[RECORDS — start]

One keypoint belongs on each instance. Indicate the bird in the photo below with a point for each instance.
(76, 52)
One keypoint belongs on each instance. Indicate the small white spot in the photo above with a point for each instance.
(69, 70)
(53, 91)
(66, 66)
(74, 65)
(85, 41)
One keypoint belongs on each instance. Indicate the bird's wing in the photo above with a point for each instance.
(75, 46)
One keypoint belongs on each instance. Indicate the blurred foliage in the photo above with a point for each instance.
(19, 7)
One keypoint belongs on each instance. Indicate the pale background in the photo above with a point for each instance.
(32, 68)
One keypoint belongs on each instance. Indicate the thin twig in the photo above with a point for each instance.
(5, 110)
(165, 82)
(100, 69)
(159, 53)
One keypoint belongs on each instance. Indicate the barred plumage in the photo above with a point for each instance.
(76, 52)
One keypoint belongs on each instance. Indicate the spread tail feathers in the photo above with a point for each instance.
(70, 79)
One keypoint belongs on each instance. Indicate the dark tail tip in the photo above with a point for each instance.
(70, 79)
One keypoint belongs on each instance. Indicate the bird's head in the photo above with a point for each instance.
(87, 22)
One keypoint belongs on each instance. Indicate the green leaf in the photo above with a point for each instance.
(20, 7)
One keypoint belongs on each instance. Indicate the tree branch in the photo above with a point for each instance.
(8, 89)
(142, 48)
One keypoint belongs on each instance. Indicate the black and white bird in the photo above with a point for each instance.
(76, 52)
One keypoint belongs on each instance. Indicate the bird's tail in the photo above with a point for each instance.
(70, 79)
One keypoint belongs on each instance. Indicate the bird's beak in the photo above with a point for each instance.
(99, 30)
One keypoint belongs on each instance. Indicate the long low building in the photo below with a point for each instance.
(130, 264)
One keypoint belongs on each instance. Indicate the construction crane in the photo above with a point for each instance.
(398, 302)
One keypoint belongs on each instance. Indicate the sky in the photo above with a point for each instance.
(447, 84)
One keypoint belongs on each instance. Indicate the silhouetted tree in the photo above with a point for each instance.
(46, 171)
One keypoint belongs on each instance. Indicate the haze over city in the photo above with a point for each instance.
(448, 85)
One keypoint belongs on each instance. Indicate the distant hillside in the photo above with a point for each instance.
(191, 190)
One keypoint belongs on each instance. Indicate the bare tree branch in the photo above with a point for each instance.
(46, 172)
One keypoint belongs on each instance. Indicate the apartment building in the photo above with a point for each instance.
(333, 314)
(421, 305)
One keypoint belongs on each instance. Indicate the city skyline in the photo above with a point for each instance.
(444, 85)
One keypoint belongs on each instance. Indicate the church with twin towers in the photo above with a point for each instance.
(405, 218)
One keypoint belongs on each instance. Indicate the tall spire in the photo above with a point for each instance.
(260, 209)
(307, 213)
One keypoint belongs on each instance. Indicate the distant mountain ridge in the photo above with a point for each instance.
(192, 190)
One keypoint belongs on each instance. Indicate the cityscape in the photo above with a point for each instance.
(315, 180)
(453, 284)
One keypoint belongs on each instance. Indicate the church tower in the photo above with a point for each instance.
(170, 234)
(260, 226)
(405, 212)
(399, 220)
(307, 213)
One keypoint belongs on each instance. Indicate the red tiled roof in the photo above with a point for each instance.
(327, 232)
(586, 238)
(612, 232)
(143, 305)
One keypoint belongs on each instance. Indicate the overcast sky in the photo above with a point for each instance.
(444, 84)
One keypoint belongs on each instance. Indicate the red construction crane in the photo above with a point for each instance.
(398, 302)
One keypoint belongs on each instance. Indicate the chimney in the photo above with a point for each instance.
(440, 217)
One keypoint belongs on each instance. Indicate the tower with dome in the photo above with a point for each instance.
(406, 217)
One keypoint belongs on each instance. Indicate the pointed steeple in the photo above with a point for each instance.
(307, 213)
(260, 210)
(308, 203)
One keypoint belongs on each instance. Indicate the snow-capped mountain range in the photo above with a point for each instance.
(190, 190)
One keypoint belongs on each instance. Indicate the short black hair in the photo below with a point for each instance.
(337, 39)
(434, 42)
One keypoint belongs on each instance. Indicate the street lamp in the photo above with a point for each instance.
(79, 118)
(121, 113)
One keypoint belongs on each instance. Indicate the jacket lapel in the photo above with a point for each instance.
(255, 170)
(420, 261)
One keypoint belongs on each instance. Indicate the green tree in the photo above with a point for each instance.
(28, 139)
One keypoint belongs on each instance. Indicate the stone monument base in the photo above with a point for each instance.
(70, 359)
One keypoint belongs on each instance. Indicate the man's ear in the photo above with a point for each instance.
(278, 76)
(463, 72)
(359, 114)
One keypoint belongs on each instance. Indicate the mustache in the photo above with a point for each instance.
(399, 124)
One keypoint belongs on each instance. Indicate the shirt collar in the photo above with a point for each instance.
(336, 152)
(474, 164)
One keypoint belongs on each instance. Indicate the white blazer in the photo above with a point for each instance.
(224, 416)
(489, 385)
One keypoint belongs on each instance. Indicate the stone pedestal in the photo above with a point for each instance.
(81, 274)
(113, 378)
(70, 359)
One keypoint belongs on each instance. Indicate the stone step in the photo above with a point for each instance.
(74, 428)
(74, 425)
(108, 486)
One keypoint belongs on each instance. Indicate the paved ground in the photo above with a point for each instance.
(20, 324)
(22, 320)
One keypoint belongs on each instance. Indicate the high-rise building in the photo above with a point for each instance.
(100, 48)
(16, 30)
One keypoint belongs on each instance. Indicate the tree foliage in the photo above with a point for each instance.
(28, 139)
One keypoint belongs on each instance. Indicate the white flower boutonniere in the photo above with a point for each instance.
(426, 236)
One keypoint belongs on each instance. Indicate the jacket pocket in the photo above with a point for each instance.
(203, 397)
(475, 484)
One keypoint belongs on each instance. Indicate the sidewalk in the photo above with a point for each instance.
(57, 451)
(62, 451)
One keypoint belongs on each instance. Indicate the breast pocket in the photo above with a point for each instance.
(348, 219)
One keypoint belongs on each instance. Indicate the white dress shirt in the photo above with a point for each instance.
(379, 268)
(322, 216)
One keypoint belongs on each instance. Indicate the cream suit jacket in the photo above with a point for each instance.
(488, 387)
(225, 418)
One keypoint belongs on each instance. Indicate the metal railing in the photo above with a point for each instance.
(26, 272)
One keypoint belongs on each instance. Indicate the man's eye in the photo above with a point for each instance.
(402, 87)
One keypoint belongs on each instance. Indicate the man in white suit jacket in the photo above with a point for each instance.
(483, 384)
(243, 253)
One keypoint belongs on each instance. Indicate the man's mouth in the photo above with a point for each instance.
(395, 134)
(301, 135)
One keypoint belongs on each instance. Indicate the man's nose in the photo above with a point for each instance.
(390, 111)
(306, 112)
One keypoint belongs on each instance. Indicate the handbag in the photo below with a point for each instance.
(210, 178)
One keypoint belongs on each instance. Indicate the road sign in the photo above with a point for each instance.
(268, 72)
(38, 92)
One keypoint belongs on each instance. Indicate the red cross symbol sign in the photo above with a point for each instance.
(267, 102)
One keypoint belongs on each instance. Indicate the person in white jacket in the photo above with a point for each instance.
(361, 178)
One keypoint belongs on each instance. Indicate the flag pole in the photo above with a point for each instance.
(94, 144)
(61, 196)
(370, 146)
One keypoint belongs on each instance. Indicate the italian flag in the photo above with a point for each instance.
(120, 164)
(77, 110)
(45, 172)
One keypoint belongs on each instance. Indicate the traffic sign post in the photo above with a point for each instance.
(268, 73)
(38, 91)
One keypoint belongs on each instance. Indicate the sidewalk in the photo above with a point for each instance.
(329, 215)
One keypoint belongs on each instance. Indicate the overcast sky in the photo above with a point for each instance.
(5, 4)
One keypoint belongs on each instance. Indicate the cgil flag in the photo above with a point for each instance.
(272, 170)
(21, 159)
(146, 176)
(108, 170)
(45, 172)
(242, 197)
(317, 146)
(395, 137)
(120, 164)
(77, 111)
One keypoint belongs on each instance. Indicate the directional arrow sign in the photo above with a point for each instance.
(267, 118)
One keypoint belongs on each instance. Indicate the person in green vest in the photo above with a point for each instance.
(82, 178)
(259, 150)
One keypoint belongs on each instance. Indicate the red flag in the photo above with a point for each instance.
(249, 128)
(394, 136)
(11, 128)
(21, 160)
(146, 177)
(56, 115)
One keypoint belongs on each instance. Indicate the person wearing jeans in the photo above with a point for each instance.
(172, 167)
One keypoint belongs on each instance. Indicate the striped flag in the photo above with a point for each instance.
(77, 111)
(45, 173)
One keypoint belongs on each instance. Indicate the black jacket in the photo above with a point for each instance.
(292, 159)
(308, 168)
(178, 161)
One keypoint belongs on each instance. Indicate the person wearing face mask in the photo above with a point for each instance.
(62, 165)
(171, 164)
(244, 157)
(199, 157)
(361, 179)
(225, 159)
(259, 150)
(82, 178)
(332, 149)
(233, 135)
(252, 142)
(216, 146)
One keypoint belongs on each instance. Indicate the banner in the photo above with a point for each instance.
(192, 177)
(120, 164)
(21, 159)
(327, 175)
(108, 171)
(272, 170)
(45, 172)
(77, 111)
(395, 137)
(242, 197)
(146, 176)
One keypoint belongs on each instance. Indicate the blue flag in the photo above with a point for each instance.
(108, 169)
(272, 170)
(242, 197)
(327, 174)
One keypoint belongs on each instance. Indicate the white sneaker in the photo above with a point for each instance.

[RECORDS — finish]

→ **PROBLEM**
Lines from the one containing "person wearing face" through the last line of the records, both included, are the only ones to print, each exactly as it is.

→ **ANSWER SECTION**
One keypoint belongs on each instance. Indicate the person wearing face mask in the photo above with a point for each instance.
(62, 165)
(171, 164)
(244, 157)
(199, 157)
(361, 179)
(225, 159)
(259, 150)
(82, 178)
(332, 149)
(233, 135)
(252, 142)
(216, 146)
One keypoint belongs on each instance. Indicate the banner in the photo above with a point for each instance.
(192, 177)
(120, 164)
(21, 159)
(327, 175)
(108, 171)
(272, 170)
(45, 172)
(77, 111)
(395, 137)
(242, 197)
(146, 176)
One keypoint belongs on each instance. Indicate the blue flag in the photo above with a point for each instance.
(108, 169)
(272, 170)
(242, 197)
(327, 174)
One keypoint belongs on each instance. Indicate the white sneaker in the photo above with a point for each instance.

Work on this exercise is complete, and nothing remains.